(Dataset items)
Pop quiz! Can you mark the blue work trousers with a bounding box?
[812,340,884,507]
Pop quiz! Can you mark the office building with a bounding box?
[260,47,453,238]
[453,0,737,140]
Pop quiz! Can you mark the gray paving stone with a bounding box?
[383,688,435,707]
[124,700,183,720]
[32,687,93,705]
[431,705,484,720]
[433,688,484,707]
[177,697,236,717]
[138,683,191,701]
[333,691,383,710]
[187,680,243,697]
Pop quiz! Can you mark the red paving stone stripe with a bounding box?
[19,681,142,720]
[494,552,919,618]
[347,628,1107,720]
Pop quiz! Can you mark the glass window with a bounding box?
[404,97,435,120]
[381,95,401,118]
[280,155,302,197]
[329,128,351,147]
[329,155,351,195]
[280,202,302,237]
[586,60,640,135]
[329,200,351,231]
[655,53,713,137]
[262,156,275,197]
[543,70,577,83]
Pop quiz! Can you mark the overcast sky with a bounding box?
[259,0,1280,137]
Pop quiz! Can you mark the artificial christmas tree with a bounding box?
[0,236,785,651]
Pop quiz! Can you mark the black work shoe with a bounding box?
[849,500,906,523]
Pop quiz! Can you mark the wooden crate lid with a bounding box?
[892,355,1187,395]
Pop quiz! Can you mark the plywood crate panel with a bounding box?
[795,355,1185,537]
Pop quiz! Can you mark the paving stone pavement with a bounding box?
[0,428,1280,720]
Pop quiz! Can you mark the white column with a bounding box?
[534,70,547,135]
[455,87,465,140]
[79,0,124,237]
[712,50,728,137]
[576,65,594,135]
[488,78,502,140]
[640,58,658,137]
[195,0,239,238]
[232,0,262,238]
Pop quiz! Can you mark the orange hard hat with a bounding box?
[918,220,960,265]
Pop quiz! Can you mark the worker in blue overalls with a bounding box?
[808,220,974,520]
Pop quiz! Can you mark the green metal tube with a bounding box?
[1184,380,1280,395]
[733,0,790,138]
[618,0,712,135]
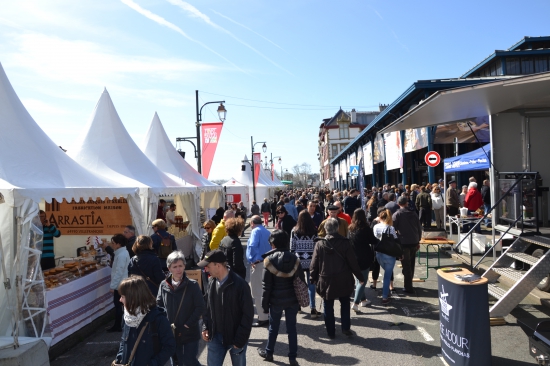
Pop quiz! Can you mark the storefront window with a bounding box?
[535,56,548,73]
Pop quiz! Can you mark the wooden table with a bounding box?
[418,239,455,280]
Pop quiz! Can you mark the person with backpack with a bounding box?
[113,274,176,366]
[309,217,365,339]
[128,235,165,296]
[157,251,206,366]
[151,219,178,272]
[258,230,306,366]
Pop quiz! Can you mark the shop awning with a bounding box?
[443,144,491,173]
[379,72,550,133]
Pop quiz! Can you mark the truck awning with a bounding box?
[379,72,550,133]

* TO DO *
Copy the rows again, starting with the line with "Pop quiz! Can you mark the green" and going on through the end of the rows, and keep the requests while raising every bounding-box coordinate by 41. Leave the pictures out of your answer.

* REPLY TO THE TASK *
Pop quiz! Can you mark the green metal tube with a bounding box?
[1225,421,1321,436]
[774,41,831,179]
[659,41,753,176]
Pop quiz! Can you mark the storefront window with a bounding box?
[576,97,589,114]
Pop quiz! Can you mark the wooden table with a bounding box?
[459,280,496,321]
Pop quiz! Can you mark the person with backpack with a bounding box?
[154,315,217,407]
[350,258,406,380]
[169,276,206,337]
[198,292,247,407]
[192,260,219,313]
[299,271,347,407]
Pop quiz! Can you mark the shop awning with a bounding box?
[484,185,532,214]
[420,113,591,174]
Pop quiz! Can you mark the truck awning with a bounding box?
[420,113,591,174]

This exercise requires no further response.